Exercise prompt
Rewrite the listing from the line with "If you could indicate the silver" to the line with "point(751, 138)", adding 5 to each answer coordinate and keeping every other line unchanged. Omit the pictures.

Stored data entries

————

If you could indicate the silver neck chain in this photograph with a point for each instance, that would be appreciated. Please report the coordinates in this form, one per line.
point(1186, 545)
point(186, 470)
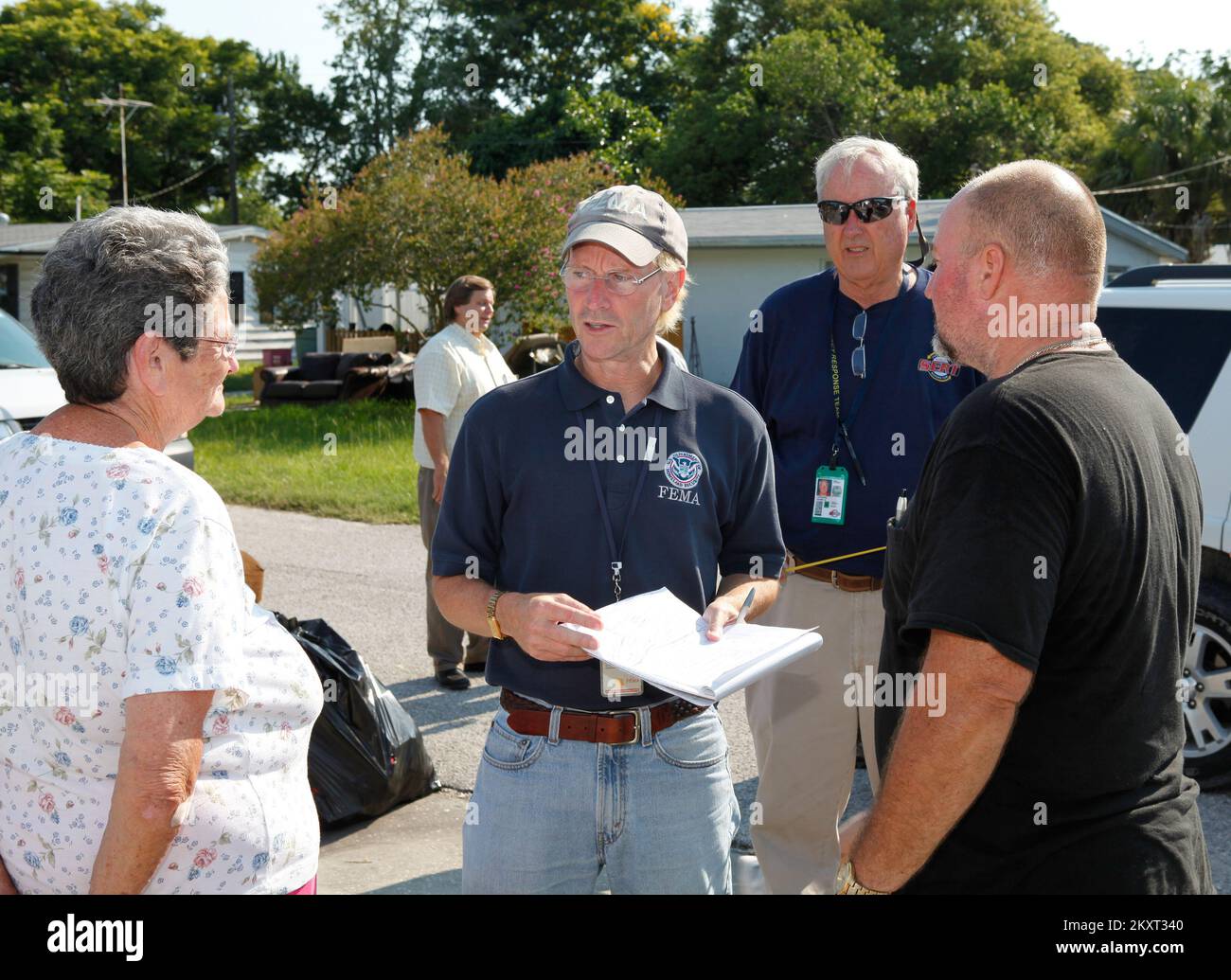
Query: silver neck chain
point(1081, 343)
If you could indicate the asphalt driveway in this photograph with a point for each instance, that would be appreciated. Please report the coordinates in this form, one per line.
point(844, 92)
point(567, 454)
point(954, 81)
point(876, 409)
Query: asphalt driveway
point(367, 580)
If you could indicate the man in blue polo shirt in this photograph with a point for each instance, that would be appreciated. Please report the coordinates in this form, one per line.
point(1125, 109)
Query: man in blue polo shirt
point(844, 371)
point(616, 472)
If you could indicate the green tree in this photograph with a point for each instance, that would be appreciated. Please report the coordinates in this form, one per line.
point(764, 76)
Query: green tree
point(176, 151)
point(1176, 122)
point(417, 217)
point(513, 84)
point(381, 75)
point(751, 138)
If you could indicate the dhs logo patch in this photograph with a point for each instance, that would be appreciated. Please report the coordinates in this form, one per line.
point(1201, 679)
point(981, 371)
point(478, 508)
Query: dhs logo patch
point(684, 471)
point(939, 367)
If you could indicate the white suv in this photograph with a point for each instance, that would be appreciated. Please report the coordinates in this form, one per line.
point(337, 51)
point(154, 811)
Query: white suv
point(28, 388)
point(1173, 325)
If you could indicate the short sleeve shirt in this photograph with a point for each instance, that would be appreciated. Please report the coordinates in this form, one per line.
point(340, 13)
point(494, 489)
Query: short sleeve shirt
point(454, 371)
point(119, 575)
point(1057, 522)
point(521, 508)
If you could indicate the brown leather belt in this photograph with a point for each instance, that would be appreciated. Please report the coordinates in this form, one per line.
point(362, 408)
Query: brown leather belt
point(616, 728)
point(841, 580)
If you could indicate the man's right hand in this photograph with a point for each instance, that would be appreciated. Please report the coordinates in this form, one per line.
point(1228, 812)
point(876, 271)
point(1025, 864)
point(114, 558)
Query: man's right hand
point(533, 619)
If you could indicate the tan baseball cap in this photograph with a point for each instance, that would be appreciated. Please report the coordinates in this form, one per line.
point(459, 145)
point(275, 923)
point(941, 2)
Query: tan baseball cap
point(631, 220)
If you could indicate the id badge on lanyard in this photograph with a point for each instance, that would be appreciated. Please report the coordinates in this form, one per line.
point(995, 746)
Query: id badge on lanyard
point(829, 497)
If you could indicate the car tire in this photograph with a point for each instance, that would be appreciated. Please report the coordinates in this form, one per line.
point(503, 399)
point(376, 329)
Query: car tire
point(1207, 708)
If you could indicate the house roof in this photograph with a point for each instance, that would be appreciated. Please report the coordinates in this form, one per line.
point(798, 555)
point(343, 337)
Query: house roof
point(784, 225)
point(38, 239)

————

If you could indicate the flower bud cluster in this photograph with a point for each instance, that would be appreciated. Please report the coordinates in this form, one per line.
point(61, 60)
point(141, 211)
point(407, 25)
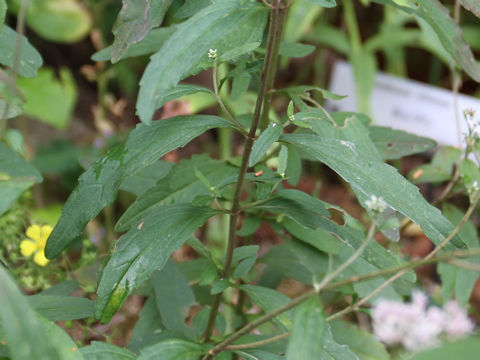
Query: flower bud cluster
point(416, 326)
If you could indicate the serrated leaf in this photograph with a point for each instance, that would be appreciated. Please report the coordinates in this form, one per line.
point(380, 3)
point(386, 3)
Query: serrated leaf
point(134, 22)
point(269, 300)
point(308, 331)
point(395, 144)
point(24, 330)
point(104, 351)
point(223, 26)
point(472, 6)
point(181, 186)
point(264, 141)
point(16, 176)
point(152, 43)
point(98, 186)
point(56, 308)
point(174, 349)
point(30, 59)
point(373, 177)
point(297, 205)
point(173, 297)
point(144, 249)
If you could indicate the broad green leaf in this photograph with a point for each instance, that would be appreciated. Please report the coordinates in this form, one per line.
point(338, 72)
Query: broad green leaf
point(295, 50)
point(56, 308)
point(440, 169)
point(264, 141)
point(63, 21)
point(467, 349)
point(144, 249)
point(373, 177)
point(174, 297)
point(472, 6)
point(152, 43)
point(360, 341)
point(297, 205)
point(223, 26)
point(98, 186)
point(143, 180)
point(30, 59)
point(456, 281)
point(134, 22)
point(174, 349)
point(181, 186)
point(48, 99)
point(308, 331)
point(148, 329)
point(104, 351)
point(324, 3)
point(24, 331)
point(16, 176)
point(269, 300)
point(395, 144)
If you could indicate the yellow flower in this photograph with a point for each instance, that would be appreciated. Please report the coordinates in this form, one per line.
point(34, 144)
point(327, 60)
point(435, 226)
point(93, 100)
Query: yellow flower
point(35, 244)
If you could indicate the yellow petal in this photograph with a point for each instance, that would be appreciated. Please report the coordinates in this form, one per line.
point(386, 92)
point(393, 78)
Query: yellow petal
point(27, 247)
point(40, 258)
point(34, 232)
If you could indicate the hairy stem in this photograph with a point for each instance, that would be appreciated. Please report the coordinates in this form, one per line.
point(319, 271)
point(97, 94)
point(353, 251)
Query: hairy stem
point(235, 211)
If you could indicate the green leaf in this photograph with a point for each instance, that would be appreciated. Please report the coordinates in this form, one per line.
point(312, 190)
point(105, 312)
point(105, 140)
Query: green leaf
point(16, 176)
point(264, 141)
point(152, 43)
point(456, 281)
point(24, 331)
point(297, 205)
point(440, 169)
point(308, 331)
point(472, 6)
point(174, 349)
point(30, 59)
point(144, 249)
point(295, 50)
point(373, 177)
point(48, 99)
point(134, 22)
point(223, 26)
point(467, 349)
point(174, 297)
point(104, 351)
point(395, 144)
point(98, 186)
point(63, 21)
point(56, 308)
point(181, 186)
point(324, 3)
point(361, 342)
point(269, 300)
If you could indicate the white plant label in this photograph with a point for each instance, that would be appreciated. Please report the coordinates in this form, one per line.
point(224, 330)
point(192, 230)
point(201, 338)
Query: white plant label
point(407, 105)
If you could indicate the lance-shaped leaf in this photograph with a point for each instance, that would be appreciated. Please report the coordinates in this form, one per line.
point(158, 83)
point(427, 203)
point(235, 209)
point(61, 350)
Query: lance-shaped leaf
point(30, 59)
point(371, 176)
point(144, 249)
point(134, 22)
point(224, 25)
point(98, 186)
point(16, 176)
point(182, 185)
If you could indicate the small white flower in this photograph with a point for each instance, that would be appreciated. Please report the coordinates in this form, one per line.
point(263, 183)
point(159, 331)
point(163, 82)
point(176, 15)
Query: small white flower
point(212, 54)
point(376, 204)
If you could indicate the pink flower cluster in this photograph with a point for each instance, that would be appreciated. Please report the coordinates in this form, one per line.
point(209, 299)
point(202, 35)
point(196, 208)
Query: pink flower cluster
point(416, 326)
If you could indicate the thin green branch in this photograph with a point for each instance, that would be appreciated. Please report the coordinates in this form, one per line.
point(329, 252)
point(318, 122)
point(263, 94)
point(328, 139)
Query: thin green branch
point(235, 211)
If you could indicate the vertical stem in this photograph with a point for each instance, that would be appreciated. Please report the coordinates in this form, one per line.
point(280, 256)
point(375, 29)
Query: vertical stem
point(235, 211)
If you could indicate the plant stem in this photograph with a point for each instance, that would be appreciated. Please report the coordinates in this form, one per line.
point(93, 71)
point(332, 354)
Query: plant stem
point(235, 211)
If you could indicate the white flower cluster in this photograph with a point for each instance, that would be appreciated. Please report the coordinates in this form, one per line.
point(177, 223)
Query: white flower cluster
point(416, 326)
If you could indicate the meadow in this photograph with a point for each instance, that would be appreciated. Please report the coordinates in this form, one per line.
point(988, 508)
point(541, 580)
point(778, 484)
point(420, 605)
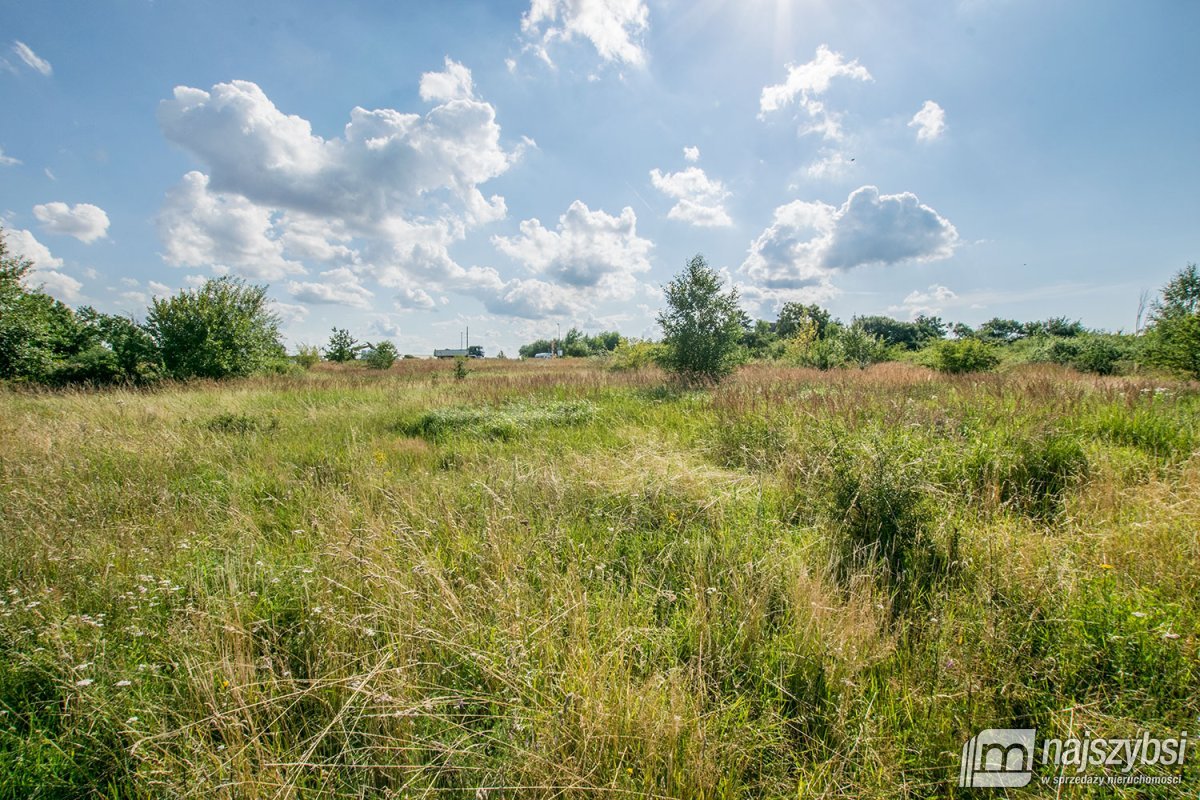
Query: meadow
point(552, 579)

————

Output for this exercise
If you could indicate the silver neck chain in this photograph with a point for each instance, that would be appreciated. Please report the coordinates in this form, one per line.
point(1186, 545)
point(186, 470)
Query: silver neck chain
point(1086, 348)
If you could indicate the asphalt driveway in this photograph with a point for each instance, that would be appreciated. Please report the coordinates in this form, one per line.
point(844, 92)
point(567, 454)
point(954, 81)
point(876, 409)
Query: asphalt driveway
point(372, 585)
If you could indicate the man in blue polo shirt in this photograph with a point for each instance, that would be appreciated. Please report the coordinates in this form, one per line.
point(1125, 109)
Query: man in blue polo shirt
point(849, 376)
point(621, 477)
If you could indicate the green tree in this photograph with a point for each instance, that would be appreciated. Please report the coordinates in this form, one per line.
point(764, 76)
Query: green tree
point(181, 156)
point(1181, 127)
point(422, 222)
point(518, 89)
point(386, 80)
point(756, 143)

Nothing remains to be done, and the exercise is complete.